Also, to some extent being indie limits what kind of game you can make. If one wants to make a sandbox game with a female playable character then you likely aren't going to be able to make it yourself, at least not in the typical GTA/ SR fashion; thank goodness Saint's Row already does that or we'd be out of luck. This is part of why I don't really grasp Yahtzee's argument on this; he strips away his rights to criticize certain genres that he could never hope to develop in due to being both not incredibly wealthy and/or not able to work effectively on a team when he makes those criticisms. He'll never make a sandbox game and he's certainly criticized a few, but he says that women should just make their own games instead of criticizing developers for reasonings with sexist consequences.

|---|

What you need to do =>
1 - In the indie game passage, which game already lets players have a female playable character in a sandbox game?
2 - Please list every proper name, whether of a game or a person, that appears in the indie game passage.
3 - Reproduce the part of the indie game passage starting with "Also, to some" and going on through "with sexist consequences.".

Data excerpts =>

|---|

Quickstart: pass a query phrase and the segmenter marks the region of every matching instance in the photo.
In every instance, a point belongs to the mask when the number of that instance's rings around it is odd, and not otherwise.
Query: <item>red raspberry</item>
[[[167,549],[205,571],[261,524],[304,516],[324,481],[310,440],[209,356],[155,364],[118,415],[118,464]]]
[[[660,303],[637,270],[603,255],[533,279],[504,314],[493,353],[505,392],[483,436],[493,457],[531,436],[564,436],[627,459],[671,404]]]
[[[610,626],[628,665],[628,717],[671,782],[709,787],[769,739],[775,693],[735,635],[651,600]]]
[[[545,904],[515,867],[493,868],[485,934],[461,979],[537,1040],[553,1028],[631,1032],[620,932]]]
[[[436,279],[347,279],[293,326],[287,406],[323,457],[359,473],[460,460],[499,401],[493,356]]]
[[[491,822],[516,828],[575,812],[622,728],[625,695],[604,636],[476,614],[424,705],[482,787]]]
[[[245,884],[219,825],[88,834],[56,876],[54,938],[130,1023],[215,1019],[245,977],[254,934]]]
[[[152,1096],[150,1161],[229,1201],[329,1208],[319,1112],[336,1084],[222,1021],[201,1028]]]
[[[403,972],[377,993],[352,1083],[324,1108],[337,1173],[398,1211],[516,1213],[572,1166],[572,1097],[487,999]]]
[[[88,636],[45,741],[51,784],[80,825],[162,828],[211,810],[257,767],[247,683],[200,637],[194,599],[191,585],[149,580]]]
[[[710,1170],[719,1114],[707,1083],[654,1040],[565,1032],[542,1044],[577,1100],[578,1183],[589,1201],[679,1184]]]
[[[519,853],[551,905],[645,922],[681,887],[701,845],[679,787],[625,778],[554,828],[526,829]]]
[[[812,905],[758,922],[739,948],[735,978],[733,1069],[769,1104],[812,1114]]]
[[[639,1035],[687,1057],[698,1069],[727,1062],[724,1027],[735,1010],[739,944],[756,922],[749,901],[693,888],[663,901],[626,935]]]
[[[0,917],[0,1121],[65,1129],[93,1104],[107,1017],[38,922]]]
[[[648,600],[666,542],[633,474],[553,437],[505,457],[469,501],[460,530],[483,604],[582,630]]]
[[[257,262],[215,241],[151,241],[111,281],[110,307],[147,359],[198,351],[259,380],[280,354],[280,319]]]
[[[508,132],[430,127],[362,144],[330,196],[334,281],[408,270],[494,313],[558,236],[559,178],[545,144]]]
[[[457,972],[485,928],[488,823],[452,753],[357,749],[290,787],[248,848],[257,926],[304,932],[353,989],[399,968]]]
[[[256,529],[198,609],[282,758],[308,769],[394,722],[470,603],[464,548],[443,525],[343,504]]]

|---|

List of answers =>
1 - Saint's Row

2 - GTA, SR, Saint's Row, Yahtzee

3 -
Also, to some extent being indie limits what kind of game you can make. If one wants to make a sandbox game with a female playable character then you likely aren't going to be able to make it yourself, at least not in the typical GTA/ SR fashion; thank goodness Saint's Row already does that or we'd be out of luck. This is part of why I don't really grasp Yahtzee's argument on this; he strips away his rights to criticize certain genres that he could never hope to develop in due to being both not incredibly wealthy and/or not able to work effectively on a team when he makes those criticisms. He'll never make a sandbox game and he's certainly criticized a few, but he says that women should just make their own games instead of criticizing developers for reasonings with sexist consequences.